• Your instructions: Display every line of the records that contains the word "boxes", treating case as significant.

Point annotation dataset records:
┏━━

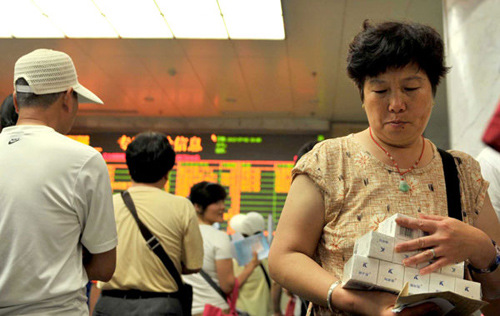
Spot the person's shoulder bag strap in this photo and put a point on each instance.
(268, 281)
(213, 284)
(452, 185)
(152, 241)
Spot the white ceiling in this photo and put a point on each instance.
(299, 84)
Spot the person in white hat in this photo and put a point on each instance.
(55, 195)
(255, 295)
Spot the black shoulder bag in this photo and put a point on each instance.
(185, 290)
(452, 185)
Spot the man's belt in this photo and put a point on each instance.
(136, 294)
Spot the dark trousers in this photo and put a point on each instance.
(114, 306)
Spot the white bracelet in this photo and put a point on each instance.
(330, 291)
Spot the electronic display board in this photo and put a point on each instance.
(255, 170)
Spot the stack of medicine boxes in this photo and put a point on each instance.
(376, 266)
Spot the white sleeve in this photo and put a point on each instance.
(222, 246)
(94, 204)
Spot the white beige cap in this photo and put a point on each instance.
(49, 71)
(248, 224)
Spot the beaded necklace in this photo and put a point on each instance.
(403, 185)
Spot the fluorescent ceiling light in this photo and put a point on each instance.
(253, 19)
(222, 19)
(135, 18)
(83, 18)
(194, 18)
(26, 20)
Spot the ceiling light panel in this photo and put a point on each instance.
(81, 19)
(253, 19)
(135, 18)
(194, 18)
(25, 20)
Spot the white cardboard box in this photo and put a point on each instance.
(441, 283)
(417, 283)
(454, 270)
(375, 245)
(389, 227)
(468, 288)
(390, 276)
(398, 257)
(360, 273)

┗━━
┏━━

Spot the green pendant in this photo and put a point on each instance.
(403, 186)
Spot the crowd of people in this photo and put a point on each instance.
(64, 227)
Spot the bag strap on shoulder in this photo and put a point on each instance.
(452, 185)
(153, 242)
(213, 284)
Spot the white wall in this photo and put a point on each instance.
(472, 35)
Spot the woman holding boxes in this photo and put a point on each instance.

┗━━

• Final answer:
Spot the stack of medicine boxes in this photo and put a point on each instance.
Spot the woman holding boxes in this photo and put a point on each instance.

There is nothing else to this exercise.